Terms and conditions
1. DEFINITIONS AND INTERPRETATIONS
"WOB" means World of Books Ltd and subsidiaries, divisions or trading units of World of Books Ltd(Registered company number 06437594, England)
"Buyer" means the person, firm or company so described in the Sales Order
“Conditions" means the standard terms and conditions of purchase set out in this document and any variation as agreed in writing between WOB and Buyer
"Ex Works" means ex works (EXW) Mulberry House,Woods Way, Goring-By-Sea, BN12 4QY
"Goods" means the Goods as described in the Sales Order
"Order" means any written quotation of WOB which is accepted by the Buyer, or any written order, or contract of the Buyer which is accepted by WOB for the supply of Goods.
"Price" means the Price of the Goods and/or the charge for ancillary services
2. GENERAL BASIS OF SALE
2.1. These Conditions apply to all Orderss for sale of Goods by WOB
2.2. The placing of an Order by the Buyer for the Goods shall constitute acceptance of these Conditions not withstanding any other terms and conditions subject to which any quotation by WOB is accepted or purported to be accepted or any such Order is made or purported to be made by the Buyer
2.3. No Order submitted by the Buyer shall be deemed to be accepted by WOB unless and until confirmed in writing by WOB's authorised representative.

▶ **RECORDS SHOWN**
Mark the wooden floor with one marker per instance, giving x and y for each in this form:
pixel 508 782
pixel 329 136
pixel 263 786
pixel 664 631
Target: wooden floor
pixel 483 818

▶ **STATED GOAL**
Continue the World of Books terms and conditions from the end of clause 2.3, keeping the same numbered clause format.

▶ **EXERCISE RESPONSE**
2.4. No variation to these Conditions shall be binding unless agreed in writing between the authorised representatives of WOB and the Buyer.
3.1. The Buyer shall be responsible to WOB for ensuring the accuracy of the terms of any Order submitted by the Buyer, and for giving WOB any necessary information relating to the Goods.
3.2. No Order which has been accepted by WOB may be cancelled by the Buyer except with the agreement in writing of WOB and on terms that Buyer shall indemnify WOB in full against loss, costs, damages, charges and expenses incurred by WOB as a result of the cancellation.
3.3. No Order which has been accepted by WOB may be changed or altered by the Buyer except with the agreement in writing of WOB and payment by the Buyer of a 10% surcharge (calculated at 10% of the Price) to WOB
4.1. The Price shall be the WOB quoted price. The Price quoted is valid for 30 days only, after which time they may be altered by WOB without giving notice to the Buyer
4.2. WOB reserves the right, by giving notice to the Buyer at any time before delivery, to increase the price to reflect any increase in cost to WOB which is due to a factor beyond the control of WOB, any change in delivery date, or quantities as requested by the Buyer, or any delay caused by any instructions of the Buyer or failure of the Buyer to give WOB adequate or accurate information or instructions.
4.3. Except as otherwise stated under the terms of the Order and unless otherwise agreed in writing between the Buyer and WOB, the Price is given by WOB on an EXW basis, and where WOB agrees to deliver the Goods otherwise than at WOB premises, the Buyer shall be liable to pay WOB’s charges for transport, packing and insurance.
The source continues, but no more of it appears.